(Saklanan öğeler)
##########
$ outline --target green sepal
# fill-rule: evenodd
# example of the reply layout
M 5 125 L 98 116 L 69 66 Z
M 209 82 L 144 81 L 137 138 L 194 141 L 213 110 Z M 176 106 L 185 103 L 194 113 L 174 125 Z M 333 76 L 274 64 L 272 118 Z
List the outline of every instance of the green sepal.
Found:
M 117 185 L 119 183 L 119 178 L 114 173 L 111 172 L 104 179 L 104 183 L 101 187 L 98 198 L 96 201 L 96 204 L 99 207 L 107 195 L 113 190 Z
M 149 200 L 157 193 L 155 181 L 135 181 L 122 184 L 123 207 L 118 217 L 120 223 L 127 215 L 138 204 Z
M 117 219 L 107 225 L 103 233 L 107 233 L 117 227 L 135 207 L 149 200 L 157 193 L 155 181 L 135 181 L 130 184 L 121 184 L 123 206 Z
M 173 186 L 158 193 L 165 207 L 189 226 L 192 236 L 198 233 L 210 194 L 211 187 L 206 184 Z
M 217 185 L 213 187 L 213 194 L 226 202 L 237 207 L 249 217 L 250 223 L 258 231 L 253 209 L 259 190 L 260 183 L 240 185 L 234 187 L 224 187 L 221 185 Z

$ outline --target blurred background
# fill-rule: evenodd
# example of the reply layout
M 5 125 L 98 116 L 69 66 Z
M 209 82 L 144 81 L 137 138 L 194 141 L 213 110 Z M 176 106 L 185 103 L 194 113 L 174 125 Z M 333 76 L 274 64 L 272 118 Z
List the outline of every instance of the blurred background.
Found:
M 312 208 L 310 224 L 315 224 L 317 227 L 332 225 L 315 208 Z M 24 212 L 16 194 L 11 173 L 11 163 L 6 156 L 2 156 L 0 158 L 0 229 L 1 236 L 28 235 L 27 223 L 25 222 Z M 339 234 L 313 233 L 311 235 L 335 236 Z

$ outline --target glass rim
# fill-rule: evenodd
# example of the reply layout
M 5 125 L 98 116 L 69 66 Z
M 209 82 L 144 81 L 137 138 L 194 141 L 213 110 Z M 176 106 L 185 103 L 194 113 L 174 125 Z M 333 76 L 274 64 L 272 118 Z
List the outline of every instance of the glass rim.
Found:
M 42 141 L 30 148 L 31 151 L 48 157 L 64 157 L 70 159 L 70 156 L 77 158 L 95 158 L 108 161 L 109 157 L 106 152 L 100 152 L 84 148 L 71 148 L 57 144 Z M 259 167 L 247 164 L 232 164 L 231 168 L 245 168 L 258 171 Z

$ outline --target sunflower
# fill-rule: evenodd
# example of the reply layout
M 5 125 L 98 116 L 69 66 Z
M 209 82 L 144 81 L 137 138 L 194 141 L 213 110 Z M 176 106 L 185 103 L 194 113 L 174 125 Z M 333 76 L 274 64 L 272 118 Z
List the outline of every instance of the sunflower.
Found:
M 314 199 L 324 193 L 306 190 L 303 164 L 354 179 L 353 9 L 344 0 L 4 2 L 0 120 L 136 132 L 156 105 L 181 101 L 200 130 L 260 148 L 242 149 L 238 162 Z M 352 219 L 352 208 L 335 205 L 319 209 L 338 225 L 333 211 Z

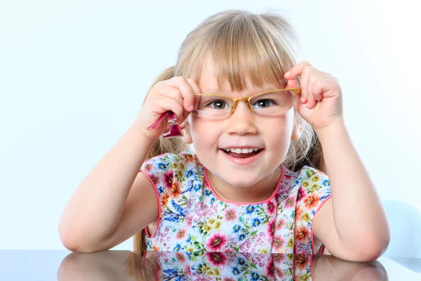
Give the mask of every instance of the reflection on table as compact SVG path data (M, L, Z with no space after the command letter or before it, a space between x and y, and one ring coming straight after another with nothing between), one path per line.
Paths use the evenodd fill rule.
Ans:
M380 262L330 255L105 251L70 253L58 280L388 280Z

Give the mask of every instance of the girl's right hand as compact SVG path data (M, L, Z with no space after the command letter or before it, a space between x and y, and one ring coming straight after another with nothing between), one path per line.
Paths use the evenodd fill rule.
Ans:
M156 140L169 128L168 119L162 120L153 129L147 128L169 110L177 115L177 123L181 124L196 106L195 93L201 93L201 90L192 79L175 77L161 81L154 85L147 93L133 124L140 129L147 138Z

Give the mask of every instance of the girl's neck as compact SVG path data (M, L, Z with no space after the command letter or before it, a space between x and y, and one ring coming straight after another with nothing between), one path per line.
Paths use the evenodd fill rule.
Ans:
M217 197L223 201L239 203L257 203L268 200L276 189L282 172L282 167L279 166L255 185L238 188L218 178L206 169L208 183Z

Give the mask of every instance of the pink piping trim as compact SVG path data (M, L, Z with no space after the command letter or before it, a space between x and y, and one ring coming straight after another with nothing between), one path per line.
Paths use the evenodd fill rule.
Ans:
M322 207L323 205L324 205L324 204L325 204L326 202L328 202L328 200L329 199L330 199L330 197L332 197L332 195L329 195L329 196L328 196L328 197L326 197L326 200L324 200L324 201L323 201L323 202L322 202L322 203L320 204L320 206L319 206L319 207L317 207L317 209L316 210L316 212L314 213L314 215L313 216L313 218L314 218L314 216L316 216L316 214L317 214L317 212L319 211L319 210L320 209L320 208L321 208L321 207ZM313 234L313 222L312 221L312 251L313 251L313 254L314 254L314 236L313 236L313 235L314 235L314 234ZM326 247L325 247L325 246L324 246L323 244L321 244L321 249L322 249L322 253L321 253L321 254L323 254L324 253L324 251L325 251L325 249L326 249ZM320 249L319 249L319 251L320 251ZM319 254L319 252L318 252L317 254Z
M149 181L151 182L151 183L152 184L152 185L154 186L154 190L155 190L155 194L156 195L156 200L158 200L158 221L156 222L156 228L155 228L155 231L154 231L154 233L152 234L152 236L149 235L149 231L147 231L147 226L146 226L146 227L145 228L145 232L146 233L146 235L148 235L149 237L149 238L152 238L154 237L154 235L155 235L155 233L156 232L156 230L158 230L158 226L159 225L159 222L161 221L161 202L159 202L159 195L158 194L158 190L156 189L156 185L155 185L155 183L154 183L154 181L152 181L152 179L151 178L151 177L142 169L140 169L140 172L142 171L143 172L143 174L145 176L146 176L146 177L149 180Z
M219 196L218 196L216 195L216 192L213 190L213 188L212 188L212 185L210 185L210 182L209 181L209 178L208 178L208 172L207 172L206 168L203 167L203 170L205 171L205 178L206 180L206 184L208 185L208 186L209 187L209 189L213 194L213 196L215 196L216 197L216 199L218 199L218 200L222 201L223 202L234 204L235 205L255 205L255 204L258 204L268 202L274 197L274 196L275 196L275 195L278 192L278 190L279 189L279 185L281 184L281 181L282 181L282 179L283 178L283 176L285 175L285 166L283 166L283 164L281 163L281 166L282 167L282 174L281 175L281 178L279 178L279 181L278 181L278 183L276 183L276 188L275 188L275 190L273 192L272 195L270 195L270 197L269 197L268 199L267 199L265 201L260 201L258 202L237 202L225 200L220 198Z

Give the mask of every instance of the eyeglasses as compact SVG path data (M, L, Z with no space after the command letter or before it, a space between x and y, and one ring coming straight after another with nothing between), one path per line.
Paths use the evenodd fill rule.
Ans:
M235 111L238 102L244 100L250 110L259 115L284 114L294 105L300 88L266 91L246 98L231 98L216 93L196 93L200 98L197 108L192 112L199 117L227 118Z
M244 100L248 108L262 116L275 116L287 112L294 105L294 101L300 93L300 88L279 89L266 91L246 98L231 98L216 93L196 93L199 97L197 108L192 114L199 117L222 119L227 118L235 111L238 102ZM161 122L168 117L170 131L162 135L163 138L182 136L182 132L175 121L177 115L172 111L163 113L147 129L156 127ZM181 128L182 129L182 128Z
##########
### [Göreviniz]
"Give the mask of every instance of the eyeglasses" ifadesini içeren satırla başlayıp verilerin sonunda biten satırları, "evenodd" yerine "nonzero" koyarak yeniden yazın. Başka hiçbir şeyi değiştirmeyin.

### [Tam yanıt]
Give the mask of every instance of the eyeglasses as compact SVG path data (M, L, Z with no space after the command letter or before it, a space between x and y, and one ring coming straight after another with nothing between), one path per line.
Paths use the nonzero fill rule.
Ans:
M235 111L238 102L244 100L250 110L259 115L284 114L294 105L300 88L266 91L246 98L231 98L216 93L196 93L200 98L197 108L192 112L199 117L227 118Z
M244 100L248 108L262 116L275 116L287 112L294 105L294 101L300 93L300 88L279 89L266 91L246 98L231 98L216 93L196 93L199 97L197 108L192 114L199 117L222 119L227 118L235 111L238 102ZM161 122L168 117L170 131L162 135L163 138L182 136L182 132L175 121L177 115L172 111L163 113L147 129L156 127ZM181 128L182 129L182 128Z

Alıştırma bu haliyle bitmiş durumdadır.